* BEGIN READING TEXT *

# Seiko 7s26 Rotor Repair



## en5gcs (Oct 15, 2007)

Hello,

I've spent several hours searching the forum, but couldn't find anything relevant, so I was after some advice; I have a 7s26-0040 (dial marked -0044 R 2) Automatic that was feeling increasingly like the rotor was loosening. When the rotor started taping the case, I thought I'd better have a look!

The rotor bearing is obviously unacceptably worn, but fortunately has not released the balls. Is it possible to obtain spares for this movement, as it is not really cost effective to get repaired by a Seiko Agent?

What about replacement gaskets, do people generally just use generic parts?

Thanks,

Guy


----------



## DavidH (Feb 24, 2003)

...I would put out a request for a good used or an ugly unused complete watch with the same movement. There are loads about for little money, certainly less than a repair costs.

Then a smart fellow like yourself could swap the rotor and maybe the gasket too.


----------



## jasonm (Nov 22, 2003)

Yep, a cheap Seiko 5 off ebay is your best bet I think..


----------



## en5gcs (Oct 15, 2007)

Thanks very much!

For some reason I have never discovered the Seiko 5s - now do I go for an ugly one that I don't mind dismantling, or one that looks good enough to wear...


----------



## grey (Apr 29, 2006)

en5gcs said:


> Thanks very much!
> 
> For some reason I have never discovered the Seiko 5s - now do I go for an ugly one that I don't mind dismantling, or one that looks good enough to wear...


They used to say if you can remember the 1960s, you weren't there.

If you look at most Seiko 5s from the 1970s, you'll be glad you weren't there.









There's plenty around to exterminate. I'll have a look at mine and see if there's anything suitable to dismantle.


----------



## Alf92 (Oct 21, 2016)

Hello,

I have a little question about the 7s26 movment :

On a new Seiko 5, the rotor bearing seems to have a large play when I gently shake the watch verticaly.
Is it normal ?
If yes, is it not it a problem for the longevity of the watch ?
If not, is there a way to fix it properly without changing for a new rotor ?

Thank you very much for your answer !

(And sorry for my poor english speaking


----------



## IAmATeaf (Dec 4, 2011)

The rotor on my skx009 has some vertical play but it's never caused any issues. No idea why it's like this except maybe for added shock protection which would allow lateral movement.


----------



## ramrod (Nov 4, 2016)

i have a seiko case that i bought recently. i put in a 7s26 movement and a russian pilot dial to make a reasonably nice pilot watch. when i spin it to wind it, i can hear the rotor clicking against something. sure enough - the rotor bearings are shot. i have bought a number of assorted spare movements from a seller from the phillipines (ramon) on fleabay. it was about $14 for 13 assorted movements (plus freight). the movement that i was gonna use as the donor also had a bad rotor.

my cure for this problem is to buy more spare movements. some of them have got to have a good rotor.


----------

* END READING TEXT *
* BEGIN EXTRACTED RECORDS *

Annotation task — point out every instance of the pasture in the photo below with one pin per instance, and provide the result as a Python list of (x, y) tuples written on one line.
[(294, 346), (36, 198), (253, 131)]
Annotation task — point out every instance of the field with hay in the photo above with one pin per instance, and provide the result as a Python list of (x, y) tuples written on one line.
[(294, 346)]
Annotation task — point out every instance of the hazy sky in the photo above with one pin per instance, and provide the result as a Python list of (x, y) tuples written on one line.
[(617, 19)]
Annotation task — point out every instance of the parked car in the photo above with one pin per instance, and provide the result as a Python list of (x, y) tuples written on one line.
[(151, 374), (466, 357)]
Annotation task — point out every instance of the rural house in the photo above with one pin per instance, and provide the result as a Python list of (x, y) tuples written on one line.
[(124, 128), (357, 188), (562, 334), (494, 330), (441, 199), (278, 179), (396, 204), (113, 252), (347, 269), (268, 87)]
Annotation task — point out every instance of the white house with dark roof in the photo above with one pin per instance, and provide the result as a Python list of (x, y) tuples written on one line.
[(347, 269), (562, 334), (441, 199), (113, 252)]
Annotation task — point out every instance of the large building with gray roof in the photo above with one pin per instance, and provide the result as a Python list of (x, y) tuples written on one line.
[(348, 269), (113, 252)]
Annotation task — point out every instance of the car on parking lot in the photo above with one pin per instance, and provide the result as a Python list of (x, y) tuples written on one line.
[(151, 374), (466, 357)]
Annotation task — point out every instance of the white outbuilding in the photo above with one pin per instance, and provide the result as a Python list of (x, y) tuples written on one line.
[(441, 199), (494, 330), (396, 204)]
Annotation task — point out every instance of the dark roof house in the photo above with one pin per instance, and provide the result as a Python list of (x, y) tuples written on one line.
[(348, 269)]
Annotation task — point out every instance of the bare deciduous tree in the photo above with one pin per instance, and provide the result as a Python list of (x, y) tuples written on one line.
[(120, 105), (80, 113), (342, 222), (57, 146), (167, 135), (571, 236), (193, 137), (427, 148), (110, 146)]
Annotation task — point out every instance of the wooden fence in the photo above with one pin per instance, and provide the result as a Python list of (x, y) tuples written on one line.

* END EXTRACTED RECORDS *

# [YOUR TASKS]
1/ From the rotor repair thread, copy everything from "Then a smart" down to "bet I think.." word for word.
2/ Answer these questions using the rotor repair thread:
(a) Which watch does IAmATeaf say has a rotor with some vertical play?
(b) What does jasonm call the best bet?
(c) How much did ramrod pay for the assorted spare movements, and how many were there?
3/ In the rotor repair thread, why does DavidH suggest getting a complete watch with the same movement instead of having the rotor repaired?

# [ANSWERS GIVEN]
1/
Then a smart fellow like yourself could swap the rotor and maybe the gasket too.


----------



## jasonm (Nov 22, 2003)

Yep, a cheap Seiko 5 off ebay is your best bet I think..

2/
(a) IAmATeaf's skx009.
(b) A cheap Seiko 5 off ebay.
(c) About $14, plus freight, for 13 assorted movements.

3/ He says there are loads of such watches about for little money, certainly less than a repair costs. The rotor, and maybe the gasket too, could then be swapped from that watch.